▸ Your assignment:
Among the records, which lines include "note"? List them.

Stored data
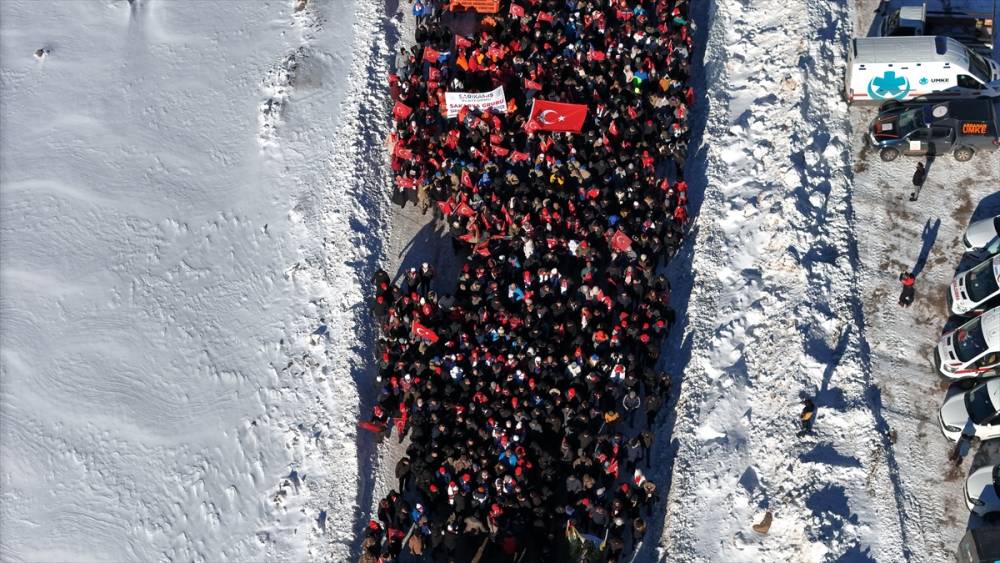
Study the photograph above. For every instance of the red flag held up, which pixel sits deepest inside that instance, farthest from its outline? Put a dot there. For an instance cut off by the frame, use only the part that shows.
(401, 111)
(431, 54)
(518, 156)
(557, 116)
(420, 331)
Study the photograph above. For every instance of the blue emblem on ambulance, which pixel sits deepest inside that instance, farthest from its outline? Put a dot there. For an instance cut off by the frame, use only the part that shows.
(888, 87)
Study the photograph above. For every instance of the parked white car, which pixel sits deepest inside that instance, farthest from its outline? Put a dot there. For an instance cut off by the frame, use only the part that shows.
(971, 350)
(982, 490)
(973, 413)
(974, 288)
(983, 234)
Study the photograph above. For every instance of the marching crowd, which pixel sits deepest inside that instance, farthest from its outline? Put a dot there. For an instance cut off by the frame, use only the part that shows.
(530, 392)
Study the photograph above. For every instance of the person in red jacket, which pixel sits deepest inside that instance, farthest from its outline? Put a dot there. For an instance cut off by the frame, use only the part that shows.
(909, 291)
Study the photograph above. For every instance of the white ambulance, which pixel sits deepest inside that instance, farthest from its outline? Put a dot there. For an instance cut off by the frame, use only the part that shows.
(971, 350)
(881, 69)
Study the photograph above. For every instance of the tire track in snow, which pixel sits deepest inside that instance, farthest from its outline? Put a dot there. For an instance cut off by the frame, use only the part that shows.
(772, 311)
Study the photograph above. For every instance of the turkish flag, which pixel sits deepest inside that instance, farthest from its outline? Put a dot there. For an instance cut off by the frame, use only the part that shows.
(431, 54)
(556, 116)
(620, 241)
(401, 111)
(420, 331)
(404, 153)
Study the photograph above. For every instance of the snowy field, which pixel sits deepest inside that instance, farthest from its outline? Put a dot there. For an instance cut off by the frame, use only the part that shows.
(187, 195)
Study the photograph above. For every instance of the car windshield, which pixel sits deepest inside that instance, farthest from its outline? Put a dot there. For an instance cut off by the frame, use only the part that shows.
(979, 67)
(969, 341)
(981, 282)
(977, 402)
(908, 121)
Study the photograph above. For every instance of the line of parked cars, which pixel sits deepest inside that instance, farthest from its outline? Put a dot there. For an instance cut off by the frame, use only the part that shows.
(970, 356)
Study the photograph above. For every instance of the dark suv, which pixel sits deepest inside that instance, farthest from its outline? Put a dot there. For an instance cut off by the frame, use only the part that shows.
(961, 127)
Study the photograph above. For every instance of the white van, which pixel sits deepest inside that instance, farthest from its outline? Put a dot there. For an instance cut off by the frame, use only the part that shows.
(881, 69)
(971, 350)
(971, 289)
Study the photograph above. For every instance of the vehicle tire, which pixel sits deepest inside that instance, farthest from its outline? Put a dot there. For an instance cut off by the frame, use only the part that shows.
(890, 105)
(964, 154)
(888, 154)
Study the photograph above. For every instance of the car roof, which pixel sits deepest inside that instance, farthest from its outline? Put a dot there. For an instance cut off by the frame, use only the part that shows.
(920, 48)
(993, 388)
(991, 330)
(912, 12)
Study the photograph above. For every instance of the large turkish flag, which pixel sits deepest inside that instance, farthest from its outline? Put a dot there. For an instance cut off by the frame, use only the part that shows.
(556, 116)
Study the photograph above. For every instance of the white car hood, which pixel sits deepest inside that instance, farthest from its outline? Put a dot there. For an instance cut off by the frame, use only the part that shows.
(980, 233)
(953, 411)
(980, 485)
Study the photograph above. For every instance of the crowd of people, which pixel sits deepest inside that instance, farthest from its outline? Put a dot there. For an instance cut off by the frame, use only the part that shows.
(529, 393)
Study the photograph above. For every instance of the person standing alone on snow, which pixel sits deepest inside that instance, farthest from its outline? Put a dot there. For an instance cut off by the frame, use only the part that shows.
(919, 177)
(807, 417)
(909, 291)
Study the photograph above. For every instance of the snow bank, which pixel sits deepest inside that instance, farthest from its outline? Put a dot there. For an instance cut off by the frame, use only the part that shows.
(190, 207)
(774, 313)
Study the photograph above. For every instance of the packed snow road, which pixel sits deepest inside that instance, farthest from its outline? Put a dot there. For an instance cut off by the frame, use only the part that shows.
(774, 316)
(189, 215)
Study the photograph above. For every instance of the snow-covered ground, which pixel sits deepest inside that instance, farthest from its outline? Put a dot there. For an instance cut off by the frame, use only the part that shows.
(774, 314)
(189, 190)
(800, 238)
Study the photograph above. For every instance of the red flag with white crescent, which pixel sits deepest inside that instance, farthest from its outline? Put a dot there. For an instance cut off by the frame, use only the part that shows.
(422, 332)
(557, 116)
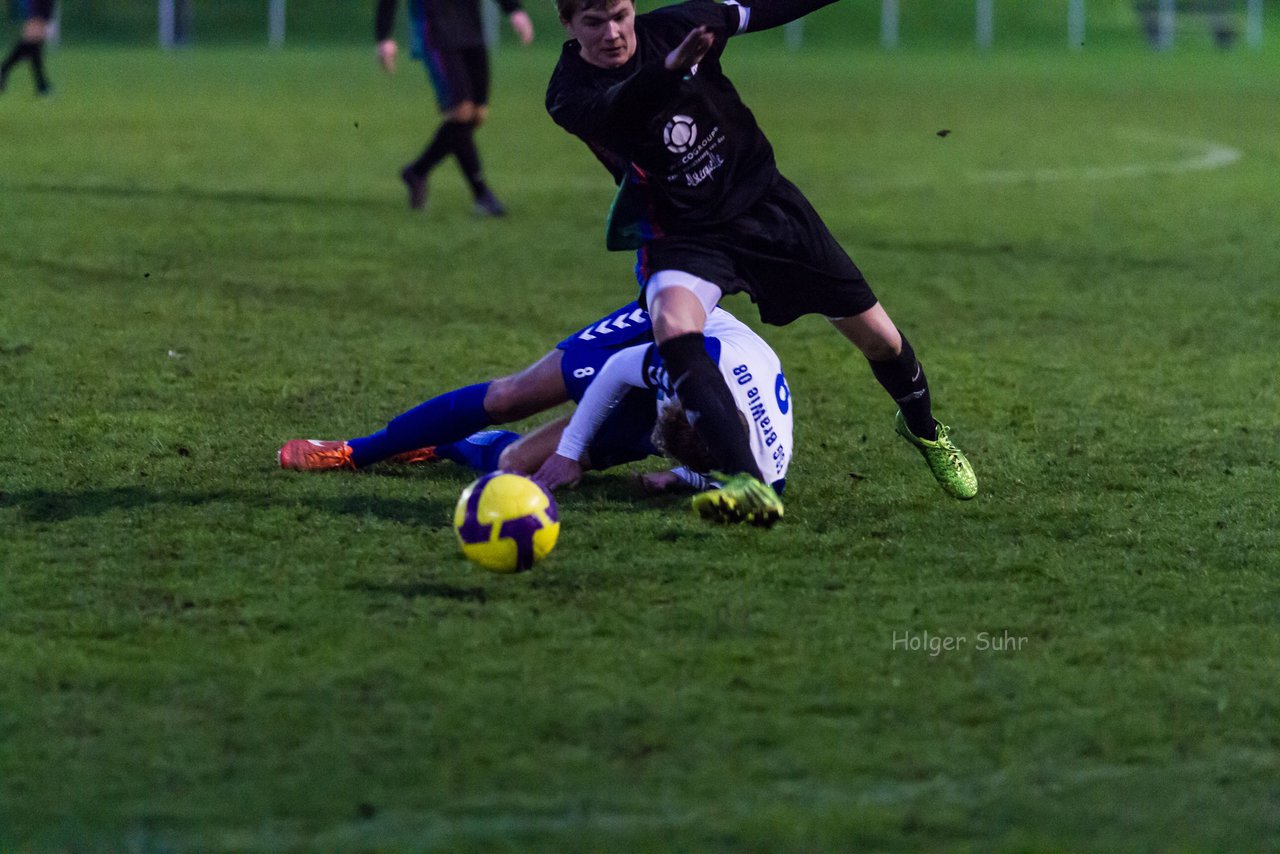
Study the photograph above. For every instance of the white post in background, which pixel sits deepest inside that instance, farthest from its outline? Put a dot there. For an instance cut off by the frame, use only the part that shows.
(1075, 24)
(54, 30)
(168, 19)
(1253, 23)
(1165, 23)
(275, 23)
(490, 23)
(792, 35)
(986, 23)
(888, 24)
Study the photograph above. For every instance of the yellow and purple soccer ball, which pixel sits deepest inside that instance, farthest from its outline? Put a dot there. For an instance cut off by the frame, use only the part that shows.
(506, 523)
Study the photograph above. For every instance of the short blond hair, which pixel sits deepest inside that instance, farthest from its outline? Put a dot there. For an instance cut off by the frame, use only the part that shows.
(570, 8)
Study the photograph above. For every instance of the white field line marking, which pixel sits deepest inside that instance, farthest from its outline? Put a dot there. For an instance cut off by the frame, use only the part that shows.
(1201, 155)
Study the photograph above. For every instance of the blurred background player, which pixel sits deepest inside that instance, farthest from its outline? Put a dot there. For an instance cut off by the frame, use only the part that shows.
(448, 37)
(31, 45)
(702, 199)
(561, 375)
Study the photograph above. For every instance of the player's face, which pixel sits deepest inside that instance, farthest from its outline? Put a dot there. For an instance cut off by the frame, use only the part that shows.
(606, 32)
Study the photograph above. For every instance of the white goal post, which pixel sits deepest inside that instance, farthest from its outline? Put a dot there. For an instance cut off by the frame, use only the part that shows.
(173, 22)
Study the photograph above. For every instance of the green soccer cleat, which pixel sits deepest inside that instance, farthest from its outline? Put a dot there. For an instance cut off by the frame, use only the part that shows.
(741, 498)
(946, 461)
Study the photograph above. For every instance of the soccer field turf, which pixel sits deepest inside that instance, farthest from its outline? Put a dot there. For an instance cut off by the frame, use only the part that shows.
(208, 252)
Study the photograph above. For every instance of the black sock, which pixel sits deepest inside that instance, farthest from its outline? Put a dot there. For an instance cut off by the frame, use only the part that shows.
(37, 65)
(14, 56)
(469, 158)
(442, 145)
(708, 402)
(905, 382)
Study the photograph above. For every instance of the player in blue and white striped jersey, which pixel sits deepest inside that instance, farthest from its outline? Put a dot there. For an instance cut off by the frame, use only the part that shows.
(750, 369)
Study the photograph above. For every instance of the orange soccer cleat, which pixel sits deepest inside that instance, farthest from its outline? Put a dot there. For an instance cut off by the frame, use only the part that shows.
(315, 455)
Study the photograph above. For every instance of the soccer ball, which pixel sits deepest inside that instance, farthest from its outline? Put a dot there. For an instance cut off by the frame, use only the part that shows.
(506, 523)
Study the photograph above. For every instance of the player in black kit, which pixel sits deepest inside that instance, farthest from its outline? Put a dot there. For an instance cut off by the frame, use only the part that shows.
(31, 45)
(447, 36)
(702, 200)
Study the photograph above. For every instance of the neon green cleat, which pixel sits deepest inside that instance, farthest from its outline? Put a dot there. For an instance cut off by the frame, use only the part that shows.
(741, 498)
(946, 461)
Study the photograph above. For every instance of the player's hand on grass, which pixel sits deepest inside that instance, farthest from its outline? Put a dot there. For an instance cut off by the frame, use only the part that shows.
(522, 26)
(690, 51)
(558, 471)
(387, 50)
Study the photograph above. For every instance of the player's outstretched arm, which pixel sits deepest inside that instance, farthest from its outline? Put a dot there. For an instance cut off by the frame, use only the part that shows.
(766, 14)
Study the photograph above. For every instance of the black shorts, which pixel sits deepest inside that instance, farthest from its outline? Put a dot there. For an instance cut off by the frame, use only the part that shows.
(457, 74)
(780, 252)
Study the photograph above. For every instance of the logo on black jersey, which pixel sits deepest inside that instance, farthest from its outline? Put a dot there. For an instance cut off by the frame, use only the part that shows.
(680, 133)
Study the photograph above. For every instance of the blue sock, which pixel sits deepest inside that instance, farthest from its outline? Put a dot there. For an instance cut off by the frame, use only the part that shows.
(443, 419)
(480, 450)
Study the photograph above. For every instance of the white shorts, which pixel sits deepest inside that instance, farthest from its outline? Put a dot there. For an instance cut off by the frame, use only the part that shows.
(707, 292)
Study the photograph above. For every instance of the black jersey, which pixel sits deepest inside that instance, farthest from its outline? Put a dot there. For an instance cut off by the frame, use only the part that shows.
(688, 141)
(446, 24)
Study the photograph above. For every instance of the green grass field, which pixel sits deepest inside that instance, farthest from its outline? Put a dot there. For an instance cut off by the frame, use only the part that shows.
(206, 254)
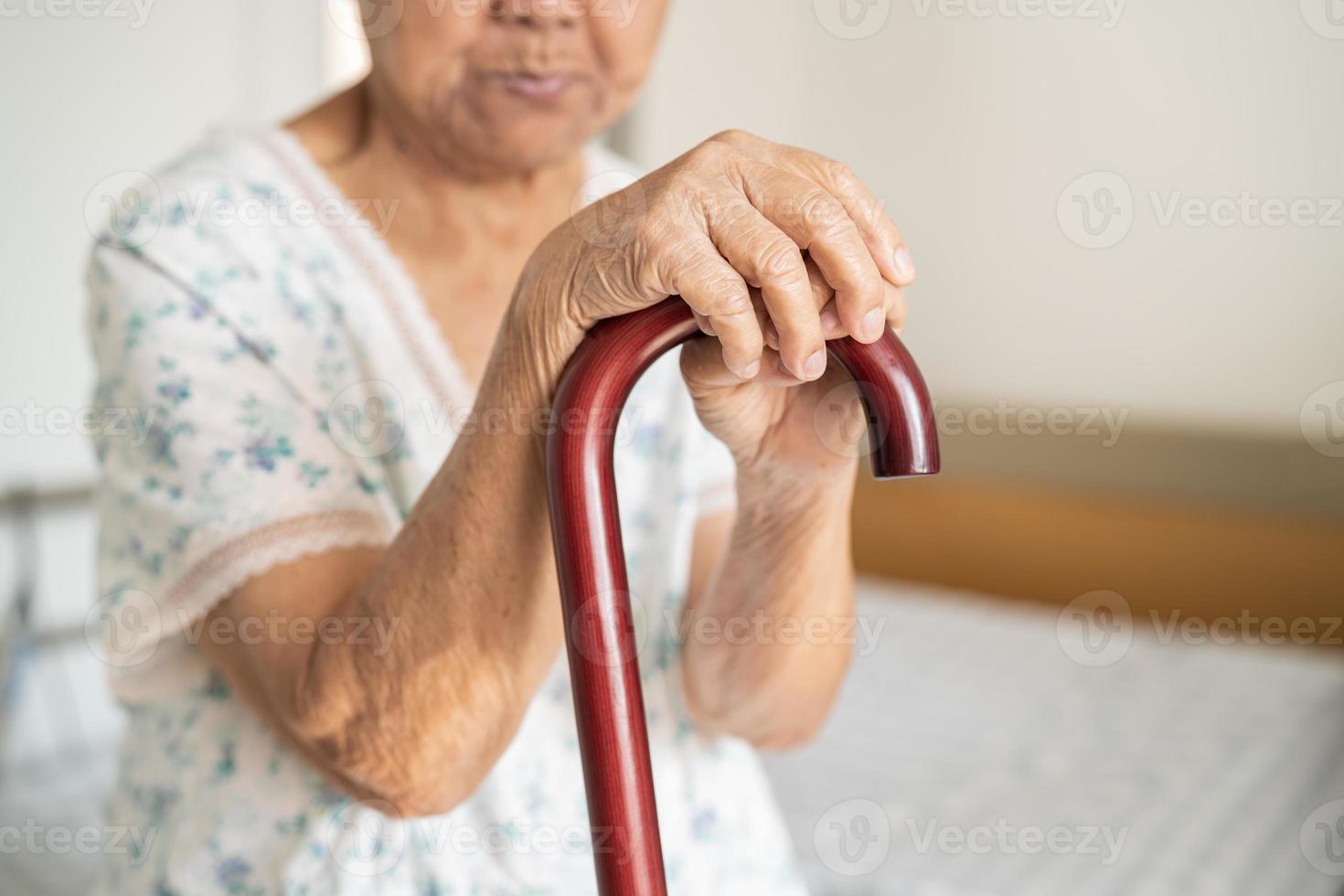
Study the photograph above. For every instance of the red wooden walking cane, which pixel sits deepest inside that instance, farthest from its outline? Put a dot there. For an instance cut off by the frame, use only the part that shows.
(600, 637)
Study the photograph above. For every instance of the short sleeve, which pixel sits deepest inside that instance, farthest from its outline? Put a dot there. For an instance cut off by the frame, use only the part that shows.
(215, 453)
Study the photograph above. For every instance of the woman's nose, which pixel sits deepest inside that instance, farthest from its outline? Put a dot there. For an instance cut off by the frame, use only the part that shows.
(540, 14)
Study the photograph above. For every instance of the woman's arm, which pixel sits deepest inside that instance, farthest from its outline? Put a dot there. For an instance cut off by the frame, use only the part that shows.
(466, 592)
(769, 618)
(469, 581)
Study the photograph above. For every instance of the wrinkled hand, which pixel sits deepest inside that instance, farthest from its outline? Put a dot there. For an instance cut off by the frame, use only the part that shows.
(775, 251)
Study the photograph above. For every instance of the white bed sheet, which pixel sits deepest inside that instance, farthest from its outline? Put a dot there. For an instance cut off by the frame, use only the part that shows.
(966, 721)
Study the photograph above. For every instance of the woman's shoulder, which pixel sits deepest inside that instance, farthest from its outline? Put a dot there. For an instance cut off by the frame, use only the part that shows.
(228, 222)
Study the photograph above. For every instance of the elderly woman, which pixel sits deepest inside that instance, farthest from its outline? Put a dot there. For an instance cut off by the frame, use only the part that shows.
(328, 566)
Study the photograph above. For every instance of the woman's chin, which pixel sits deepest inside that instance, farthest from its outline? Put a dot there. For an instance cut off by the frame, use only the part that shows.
(522, 148)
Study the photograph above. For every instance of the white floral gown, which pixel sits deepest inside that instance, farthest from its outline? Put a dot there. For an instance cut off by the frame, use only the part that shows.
(240, 312)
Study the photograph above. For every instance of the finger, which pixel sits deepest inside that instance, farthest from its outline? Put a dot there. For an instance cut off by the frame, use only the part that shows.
(824, 300)
(703, 368)
(695, 271)
(771, 261)
(883, 238)
(818, 223)
(895, 308)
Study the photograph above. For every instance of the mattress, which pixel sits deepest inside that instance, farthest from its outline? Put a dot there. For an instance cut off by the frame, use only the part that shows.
(972, 753)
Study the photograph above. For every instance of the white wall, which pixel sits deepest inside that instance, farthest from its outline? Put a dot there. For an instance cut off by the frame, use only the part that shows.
(86, 97)
(971, 129)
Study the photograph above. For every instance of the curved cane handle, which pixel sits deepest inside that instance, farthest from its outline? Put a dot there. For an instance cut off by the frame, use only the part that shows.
(600, 638)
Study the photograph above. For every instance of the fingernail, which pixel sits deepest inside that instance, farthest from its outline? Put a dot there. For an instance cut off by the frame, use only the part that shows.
(871, 324)
(815, 366)
(905, 266)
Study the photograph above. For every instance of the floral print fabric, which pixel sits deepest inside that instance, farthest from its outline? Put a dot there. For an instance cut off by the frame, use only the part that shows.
(294, 398)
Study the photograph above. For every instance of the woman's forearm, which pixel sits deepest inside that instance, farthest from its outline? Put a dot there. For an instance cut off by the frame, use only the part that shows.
(769, 640)
(471, 583)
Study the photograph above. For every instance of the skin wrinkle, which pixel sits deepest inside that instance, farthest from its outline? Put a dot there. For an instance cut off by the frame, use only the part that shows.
(471, 575)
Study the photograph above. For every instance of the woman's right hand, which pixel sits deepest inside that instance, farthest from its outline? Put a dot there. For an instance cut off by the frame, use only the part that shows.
(734, 212)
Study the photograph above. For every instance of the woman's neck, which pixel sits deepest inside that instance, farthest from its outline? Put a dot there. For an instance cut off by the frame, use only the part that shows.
(434, 208)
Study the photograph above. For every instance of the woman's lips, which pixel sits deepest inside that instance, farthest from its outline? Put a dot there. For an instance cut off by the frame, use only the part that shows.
(534, 86)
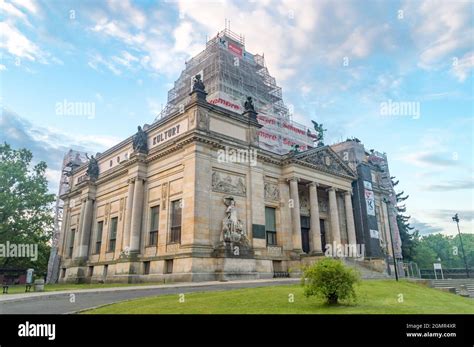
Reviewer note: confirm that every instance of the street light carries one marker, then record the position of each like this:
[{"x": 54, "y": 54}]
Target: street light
[
  {"x": 456, "y": 219},
  {"x": 391, "y": 239}
]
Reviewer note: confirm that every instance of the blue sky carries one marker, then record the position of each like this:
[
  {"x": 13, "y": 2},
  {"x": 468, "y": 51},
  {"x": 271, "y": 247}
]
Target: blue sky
[{"x": 337, "y": 62}]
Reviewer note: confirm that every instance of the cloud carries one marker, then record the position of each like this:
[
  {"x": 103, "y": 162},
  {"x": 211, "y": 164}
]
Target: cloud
[
  {"x": 449, "y": 186},
  {"x": 96, "y": 61},
  {"x": 424, "y": 228},
  {"x": 49, "y": 145},
  {"x": 462, "y": 67},
  {"x": 446, "y": 215},
  {"x": 17, "y": 44},
  {"x": 440, "y": 29},
  {"x": 29, "y": 5},
  {"x": 431, "y": 159}
]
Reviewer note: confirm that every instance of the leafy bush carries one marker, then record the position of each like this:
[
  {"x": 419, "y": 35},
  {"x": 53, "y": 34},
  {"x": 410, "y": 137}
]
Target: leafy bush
[{"x": 330, "y": 280}]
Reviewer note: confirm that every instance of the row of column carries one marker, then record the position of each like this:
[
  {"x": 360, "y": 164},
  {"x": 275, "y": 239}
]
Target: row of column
[
  {"x": 315, "y": 232},
  {"x": 133, "y": 220}
]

▸ Response:
Reviewer note: confirm that every instance of the street light carries one marker, then record the position of each like this:
Reviewer note: confirm that every instance of the blue sky carries one marker, then record the position of each like this:
Reviewer note: confirm that every instance of the cloud carries one marker, then record the position of each like this:
Reviewer note: confirm that every instance of the leafy bush carries one marker, then record the position of each like this:
Reviewer note: confirm that every instance of the row of column carries one marker, then record the position of each like this:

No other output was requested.